**Selected passage:**
This panel session, consisting of distinguished member of
the telecom industry from all over the world, will bring the NOMS audience
the vision of the future and a broad multi-dimensional picture of the
changes that will guide us beyond the twenty first century, with special
focus on Internet Beyond the New Millennium.
CHAIRPERSON
Christian Rad
Telcordia Technologies , Red Bank, NJ USA
Biography:
Christian Rad is a Senior Scientist at Telcordia Technologies where
he is working on the Service Level Assurance and the dynamics of Service
Level Management. Before joining Telcordia, Christian was a Senior Member
of Technical Staff at AT&T and a major participant in the AT&T's ATM/SONET
Infrastructure Initiatives. His contributions have been in transport provisioning,
maintenance and restoration with the development of solutions for multivendor
networking and automated transport provisioning. He has made major contributions
to AT&T's FASTAR, Transport Self Identification Plan, and ATM/SONET transport
network deployment. His concept in fragmenting the network into identifiable
and manageable segments known as Service Path and Section is providing
solutions for automating the AT&T transport and SONET network provisioning
process.

**Extracted data:**
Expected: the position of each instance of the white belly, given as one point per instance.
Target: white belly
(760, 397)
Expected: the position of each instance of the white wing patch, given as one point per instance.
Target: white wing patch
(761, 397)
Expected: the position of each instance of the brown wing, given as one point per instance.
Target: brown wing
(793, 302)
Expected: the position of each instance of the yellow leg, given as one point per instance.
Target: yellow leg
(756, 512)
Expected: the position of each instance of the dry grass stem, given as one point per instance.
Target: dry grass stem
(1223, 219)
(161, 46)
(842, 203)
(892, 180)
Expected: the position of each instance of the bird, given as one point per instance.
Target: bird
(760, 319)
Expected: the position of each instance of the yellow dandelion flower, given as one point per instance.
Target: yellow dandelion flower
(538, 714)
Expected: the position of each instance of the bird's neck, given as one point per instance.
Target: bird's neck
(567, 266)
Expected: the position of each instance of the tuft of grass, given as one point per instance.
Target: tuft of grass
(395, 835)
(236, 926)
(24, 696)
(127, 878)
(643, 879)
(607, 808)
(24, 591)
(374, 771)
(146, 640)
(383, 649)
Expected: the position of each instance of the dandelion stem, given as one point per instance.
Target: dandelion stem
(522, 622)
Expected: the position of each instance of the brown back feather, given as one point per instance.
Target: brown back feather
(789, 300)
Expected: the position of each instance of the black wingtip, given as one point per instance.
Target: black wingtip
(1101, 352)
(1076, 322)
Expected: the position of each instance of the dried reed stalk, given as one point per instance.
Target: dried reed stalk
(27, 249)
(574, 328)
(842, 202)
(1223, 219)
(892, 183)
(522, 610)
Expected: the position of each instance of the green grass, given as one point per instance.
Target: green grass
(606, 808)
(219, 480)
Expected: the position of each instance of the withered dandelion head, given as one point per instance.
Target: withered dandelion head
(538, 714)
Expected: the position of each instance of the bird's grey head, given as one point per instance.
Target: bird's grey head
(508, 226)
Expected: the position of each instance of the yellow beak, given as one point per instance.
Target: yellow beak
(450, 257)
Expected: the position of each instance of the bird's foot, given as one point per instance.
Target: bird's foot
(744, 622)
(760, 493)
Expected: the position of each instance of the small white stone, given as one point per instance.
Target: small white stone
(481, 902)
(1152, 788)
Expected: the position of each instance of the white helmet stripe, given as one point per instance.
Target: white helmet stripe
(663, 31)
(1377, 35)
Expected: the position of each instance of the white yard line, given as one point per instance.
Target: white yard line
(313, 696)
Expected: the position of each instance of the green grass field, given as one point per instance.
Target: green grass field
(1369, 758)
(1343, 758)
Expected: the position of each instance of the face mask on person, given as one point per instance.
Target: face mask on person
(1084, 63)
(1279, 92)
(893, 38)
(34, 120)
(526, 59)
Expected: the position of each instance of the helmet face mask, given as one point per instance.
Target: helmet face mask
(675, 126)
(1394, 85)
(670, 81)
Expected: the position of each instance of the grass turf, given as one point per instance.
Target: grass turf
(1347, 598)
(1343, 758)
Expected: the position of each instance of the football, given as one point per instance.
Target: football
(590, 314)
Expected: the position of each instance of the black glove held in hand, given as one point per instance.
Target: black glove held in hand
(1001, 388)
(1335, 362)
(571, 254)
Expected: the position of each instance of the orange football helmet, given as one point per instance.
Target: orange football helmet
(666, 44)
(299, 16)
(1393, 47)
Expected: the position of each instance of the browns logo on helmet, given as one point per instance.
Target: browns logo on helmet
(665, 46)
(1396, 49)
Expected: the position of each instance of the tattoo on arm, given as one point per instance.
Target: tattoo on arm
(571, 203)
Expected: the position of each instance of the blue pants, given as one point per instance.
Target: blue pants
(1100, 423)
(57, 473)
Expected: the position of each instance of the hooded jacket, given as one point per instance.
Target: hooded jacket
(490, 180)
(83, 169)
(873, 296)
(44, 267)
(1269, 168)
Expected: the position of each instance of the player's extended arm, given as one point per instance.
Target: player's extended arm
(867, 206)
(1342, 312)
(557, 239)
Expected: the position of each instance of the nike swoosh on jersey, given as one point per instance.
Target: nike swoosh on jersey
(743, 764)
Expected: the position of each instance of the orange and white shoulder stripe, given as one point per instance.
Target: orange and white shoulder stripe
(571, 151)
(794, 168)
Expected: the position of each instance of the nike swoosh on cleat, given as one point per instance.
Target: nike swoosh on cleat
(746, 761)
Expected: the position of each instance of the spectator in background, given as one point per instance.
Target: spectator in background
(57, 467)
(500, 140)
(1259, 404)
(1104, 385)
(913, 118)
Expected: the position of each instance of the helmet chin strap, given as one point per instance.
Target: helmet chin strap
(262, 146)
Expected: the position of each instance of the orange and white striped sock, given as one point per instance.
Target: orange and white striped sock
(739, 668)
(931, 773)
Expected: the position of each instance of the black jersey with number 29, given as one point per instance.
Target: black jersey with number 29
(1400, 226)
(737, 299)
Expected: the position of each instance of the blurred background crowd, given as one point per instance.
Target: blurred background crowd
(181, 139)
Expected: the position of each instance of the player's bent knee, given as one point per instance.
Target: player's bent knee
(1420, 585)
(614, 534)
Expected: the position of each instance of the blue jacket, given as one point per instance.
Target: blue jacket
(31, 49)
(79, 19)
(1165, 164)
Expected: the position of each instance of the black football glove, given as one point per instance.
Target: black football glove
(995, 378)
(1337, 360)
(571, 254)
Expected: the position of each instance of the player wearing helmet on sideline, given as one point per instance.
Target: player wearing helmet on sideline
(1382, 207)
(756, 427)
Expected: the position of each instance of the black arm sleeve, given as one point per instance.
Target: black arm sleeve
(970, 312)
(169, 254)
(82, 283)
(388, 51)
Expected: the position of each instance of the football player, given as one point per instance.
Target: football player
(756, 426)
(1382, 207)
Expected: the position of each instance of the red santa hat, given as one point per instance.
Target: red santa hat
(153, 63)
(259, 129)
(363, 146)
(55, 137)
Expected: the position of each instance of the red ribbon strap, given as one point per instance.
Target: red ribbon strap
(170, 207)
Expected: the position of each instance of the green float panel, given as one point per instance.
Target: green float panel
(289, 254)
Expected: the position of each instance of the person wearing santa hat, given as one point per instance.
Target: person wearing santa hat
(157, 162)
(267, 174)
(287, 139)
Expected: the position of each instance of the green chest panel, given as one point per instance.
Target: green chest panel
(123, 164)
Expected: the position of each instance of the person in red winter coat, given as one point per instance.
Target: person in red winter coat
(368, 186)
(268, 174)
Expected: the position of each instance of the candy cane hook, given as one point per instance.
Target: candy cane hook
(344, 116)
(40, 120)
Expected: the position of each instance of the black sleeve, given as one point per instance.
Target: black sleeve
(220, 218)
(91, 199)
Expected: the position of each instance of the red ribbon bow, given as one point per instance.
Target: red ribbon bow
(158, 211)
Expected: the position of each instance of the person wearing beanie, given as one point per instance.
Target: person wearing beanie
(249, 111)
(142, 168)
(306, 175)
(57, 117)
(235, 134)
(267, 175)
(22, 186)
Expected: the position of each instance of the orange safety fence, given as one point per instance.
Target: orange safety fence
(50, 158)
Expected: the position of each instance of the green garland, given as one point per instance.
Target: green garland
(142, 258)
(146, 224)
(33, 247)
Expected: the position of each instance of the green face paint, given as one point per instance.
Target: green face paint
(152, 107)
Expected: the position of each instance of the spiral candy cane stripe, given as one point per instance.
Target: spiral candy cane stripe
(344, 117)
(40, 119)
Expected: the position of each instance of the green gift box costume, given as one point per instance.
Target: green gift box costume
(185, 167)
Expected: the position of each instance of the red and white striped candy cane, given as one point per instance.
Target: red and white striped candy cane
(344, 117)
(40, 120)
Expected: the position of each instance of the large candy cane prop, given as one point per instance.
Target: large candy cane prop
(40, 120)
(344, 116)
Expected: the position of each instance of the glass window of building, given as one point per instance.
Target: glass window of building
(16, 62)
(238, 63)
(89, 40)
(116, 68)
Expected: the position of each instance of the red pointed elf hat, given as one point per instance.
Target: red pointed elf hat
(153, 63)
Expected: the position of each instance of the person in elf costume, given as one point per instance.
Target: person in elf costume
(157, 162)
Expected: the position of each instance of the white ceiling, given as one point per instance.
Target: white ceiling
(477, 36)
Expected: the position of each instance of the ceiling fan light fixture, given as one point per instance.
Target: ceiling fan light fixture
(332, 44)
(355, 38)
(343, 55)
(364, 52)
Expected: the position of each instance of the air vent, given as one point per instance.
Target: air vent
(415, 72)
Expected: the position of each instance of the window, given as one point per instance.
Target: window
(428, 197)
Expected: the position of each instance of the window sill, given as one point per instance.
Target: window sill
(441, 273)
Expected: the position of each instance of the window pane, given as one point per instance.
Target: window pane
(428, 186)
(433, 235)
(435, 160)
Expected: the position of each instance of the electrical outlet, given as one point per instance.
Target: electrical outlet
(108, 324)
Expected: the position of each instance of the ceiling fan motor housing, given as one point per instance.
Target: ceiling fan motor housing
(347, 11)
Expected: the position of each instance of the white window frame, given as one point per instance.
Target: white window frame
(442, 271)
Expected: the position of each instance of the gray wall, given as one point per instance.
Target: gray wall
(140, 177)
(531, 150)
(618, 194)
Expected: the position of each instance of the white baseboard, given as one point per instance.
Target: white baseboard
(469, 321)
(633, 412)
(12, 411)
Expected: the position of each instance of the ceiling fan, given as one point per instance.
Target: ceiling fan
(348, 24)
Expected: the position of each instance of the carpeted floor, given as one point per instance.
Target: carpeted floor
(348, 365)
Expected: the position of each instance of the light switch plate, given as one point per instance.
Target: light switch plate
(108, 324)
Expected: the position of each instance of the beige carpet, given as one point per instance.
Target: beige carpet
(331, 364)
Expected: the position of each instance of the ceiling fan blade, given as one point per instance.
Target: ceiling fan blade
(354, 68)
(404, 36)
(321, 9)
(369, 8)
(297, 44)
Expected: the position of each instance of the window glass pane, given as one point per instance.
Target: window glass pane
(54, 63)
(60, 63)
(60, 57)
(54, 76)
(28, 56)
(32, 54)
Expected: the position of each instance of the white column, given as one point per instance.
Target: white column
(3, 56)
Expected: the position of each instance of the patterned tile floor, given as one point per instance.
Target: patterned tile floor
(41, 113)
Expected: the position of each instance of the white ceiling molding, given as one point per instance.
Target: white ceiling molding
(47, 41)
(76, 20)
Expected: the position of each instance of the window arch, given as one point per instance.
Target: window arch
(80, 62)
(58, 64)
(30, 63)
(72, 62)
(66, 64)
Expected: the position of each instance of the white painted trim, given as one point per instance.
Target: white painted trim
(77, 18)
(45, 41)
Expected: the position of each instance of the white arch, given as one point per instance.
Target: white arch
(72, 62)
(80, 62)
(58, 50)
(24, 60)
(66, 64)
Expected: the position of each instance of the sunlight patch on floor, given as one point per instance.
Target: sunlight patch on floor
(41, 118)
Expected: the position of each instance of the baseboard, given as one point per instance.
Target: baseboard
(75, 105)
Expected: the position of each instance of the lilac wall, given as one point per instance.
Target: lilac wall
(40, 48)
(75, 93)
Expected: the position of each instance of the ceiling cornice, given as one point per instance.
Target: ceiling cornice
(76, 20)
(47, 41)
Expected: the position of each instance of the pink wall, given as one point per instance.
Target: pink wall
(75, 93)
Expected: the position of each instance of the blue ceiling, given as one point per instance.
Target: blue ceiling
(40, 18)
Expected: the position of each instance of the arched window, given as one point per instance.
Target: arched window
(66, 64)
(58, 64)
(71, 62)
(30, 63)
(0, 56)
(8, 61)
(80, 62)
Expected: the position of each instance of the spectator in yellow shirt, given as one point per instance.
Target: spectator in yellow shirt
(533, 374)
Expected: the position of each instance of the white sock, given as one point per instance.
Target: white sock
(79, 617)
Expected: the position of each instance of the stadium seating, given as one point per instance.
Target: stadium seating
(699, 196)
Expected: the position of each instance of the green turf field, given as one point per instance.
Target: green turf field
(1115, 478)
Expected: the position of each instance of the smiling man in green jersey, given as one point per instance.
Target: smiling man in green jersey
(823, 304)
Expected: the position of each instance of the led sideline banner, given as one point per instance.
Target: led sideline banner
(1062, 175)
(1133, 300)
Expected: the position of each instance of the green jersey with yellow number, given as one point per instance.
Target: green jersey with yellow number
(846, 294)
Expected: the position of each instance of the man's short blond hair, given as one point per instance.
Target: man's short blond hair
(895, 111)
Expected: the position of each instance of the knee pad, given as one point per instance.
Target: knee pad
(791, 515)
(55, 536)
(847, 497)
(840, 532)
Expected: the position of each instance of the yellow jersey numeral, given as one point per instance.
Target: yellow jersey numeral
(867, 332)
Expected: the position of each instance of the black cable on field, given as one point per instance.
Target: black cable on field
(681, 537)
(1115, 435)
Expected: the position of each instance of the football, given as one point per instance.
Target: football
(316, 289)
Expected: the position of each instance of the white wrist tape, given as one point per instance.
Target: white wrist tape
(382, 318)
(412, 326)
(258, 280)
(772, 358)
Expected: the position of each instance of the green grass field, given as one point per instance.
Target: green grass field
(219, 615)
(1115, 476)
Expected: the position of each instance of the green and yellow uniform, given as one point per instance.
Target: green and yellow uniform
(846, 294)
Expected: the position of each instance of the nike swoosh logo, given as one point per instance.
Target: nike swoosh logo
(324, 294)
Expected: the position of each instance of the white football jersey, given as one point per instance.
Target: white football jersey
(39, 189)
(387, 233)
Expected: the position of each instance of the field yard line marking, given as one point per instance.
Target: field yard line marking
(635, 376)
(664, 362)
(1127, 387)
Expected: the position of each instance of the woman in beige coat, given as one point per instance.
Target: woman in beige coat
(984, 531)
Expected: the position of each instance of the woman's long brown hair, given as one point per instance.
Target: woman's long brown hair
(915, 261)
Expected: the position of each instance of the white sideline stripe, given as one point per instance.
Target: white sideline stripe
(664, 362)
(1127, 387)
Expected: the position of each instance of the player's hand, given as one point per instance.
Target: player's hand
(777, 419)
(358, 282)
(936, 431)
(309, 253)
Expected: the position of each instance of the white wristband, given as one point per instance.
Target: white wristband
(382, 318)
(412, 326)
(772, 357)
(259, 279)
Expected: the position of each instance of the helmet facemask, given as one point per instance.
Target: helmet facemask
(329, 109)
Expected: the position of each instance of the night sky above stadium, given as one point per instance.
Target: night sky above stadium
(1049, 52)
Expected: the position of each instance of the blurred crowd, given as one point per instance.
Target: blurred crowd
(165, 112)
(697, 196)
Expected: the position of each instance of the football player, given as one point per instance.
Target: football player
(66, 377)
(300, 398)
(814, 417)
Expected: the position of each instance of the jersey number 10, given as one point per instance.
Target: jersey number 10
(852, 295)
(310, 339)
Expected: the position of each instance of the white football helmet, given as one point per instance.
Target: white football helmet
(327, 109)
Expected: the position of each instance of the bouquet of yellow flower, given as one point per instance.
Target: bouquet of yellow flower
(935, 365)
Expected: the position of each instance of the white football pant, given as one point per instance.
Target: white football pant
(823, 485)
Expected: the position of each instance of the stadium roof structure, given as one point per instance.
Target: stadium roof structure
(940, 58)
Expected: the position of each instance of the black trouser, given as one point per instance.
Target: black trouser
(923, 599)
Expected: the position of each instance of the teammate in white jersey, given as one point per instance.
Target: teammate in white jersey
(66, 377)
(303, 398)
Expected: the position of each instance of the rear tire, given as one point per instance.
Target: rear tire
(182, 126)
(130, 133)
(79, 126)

**Prompt A:** In the panel description, what position did Christian Rad hold before joining Telcordia?
**Prompt B:** Repeat the panel description word for word from "This panel session, consisting" to "the New Millennium.".

**Correct result A:** He was a Senior Member of Technical Staff at AT&T.

**Correct result B:**
This panel session, consisting of distinguished member of
the telecom industry from all over the world, will bring the NOMS audience
the vision of the future and a broad multi-dimensional picture of the
changes that will guide us beyond the twenty first century, with special
focus on Internet Beyond the New Millennium.